WORK TO COMPLETE:
Please return, unchanged, the stretch of the listing from the line that contains "Return the outline of every instance of the flat" through the line that contains "M715 731L731 735L761", including both of those lines.

GIVEN DATA:
# # # # # # #

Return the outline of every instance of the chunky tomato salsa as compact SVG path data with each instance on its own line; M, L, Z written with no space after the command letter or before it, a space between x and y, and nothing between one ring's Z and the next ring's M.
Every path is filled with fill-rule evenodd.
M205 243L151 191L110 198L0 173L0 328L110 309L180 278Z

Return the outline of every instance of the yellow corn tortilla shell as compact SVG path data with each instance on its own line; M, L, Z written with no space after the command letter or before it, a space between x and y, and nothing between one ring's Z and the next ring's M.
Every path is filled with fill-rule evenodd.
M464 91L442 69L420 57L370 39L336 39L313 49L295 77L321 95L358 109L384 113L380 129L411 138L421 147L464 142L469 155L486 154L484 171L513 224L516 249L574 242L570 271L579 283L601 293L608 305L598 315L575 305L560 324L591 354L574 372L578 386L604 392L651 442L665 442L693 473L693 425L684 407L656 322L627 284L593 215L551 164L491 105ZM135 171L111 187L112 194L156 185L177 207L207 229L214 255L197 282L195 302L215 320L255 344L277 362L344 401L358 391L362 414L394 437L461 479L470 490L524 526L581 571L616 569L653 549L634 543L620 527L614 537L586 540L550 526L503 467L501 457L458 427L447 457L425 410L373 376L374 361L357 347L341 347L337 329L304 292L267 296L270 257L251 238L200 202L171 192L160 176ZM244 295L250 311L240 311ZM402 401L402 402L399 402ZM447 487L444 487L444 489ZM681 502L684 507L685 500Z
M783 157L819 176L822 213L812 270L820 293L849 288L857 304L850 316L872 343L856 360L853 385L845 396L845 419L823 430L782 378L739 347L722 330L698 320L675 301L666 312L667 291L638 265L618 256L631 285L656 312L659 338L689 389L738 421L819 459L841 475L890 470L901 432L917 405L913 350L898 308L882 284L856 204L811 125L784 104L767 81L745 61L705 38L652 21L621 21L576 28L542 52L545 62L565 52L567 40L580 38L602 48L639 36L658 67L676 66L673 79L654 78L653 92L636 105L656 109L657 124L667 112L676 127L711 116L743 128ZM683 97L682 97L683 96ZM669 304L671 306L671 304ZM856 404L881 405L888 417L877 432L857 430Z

# # # # # # #

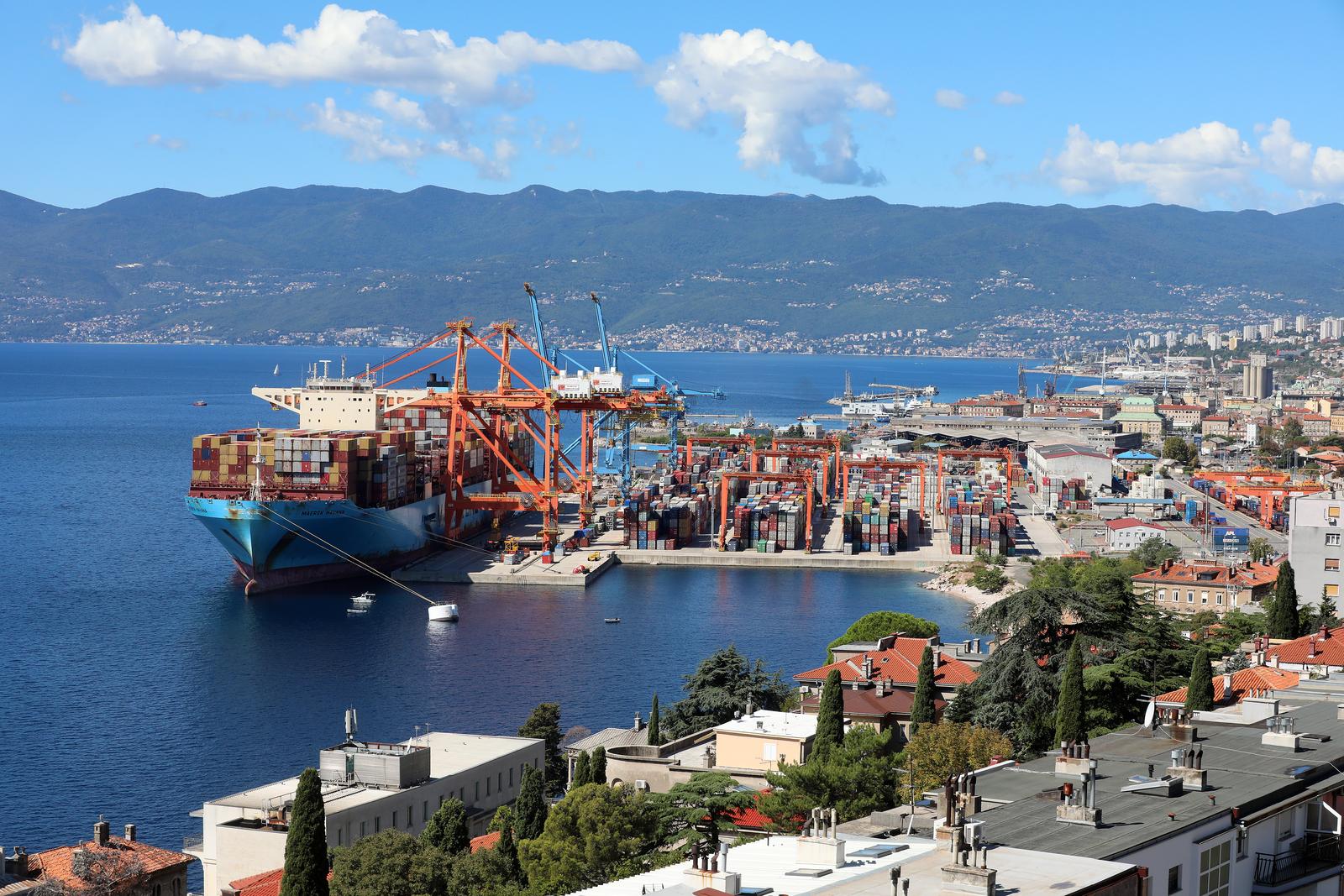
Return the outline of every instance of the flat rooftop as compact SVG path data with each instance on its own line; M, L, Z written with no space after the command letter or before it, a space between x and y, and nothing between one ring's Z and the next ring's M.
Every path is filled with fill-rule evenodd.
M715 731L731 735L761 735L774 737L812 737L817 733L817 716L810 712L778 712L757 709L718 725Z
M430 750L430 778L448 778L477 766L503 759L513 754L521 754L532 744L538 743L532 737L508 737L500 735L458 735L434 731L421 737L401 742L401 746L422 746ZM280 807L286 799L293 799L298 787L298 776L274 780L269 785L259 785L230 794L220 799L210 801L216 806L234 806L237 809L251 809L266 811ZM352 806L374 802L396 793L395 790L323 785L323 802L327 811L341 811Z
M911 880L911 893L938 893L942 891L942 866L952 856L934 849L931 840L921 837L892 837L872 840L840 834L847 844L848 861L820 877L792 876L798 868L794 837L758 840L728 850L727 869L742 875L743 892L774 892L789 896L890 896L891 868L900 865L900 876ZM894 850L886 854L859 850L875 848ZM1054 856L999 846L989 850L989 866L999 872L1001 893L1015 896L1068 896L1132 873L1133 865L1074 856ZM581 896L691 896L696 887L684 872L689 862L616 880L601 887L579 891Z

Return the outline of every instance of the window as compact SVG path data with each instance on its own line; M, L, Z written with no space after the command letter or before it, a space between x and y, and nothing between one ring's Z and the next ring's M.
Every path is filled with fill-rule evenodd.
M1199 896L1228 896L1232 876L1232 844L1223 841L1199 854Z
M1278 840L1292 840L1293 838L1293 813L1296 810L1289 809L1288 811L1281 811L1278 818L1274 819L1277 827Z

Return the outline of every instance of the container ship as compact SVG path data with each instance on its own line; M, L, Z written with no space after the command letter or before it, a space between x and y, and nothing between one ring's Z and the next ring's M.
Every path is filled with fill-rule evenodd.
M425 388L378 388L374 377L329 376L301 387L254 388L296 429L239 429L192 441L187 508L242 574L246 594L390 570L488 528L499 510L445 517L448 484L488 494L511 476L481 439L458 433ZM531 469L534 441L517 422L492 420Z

# # # # # # #

RESPONSE:
Return the outline of every instance of the flat rooftop as compact SVG path data with each instance on its own line; M, L, Z written with no space after the command letter or before it, a space between x and y, and nothing between one ring's Z and the next ring's M.
Every path is filled with fill-rule evenodd.
M715 731L731 735L761 735L774 737L812 737L817 733L817 716L810 712L778 712L757 709L718 725Z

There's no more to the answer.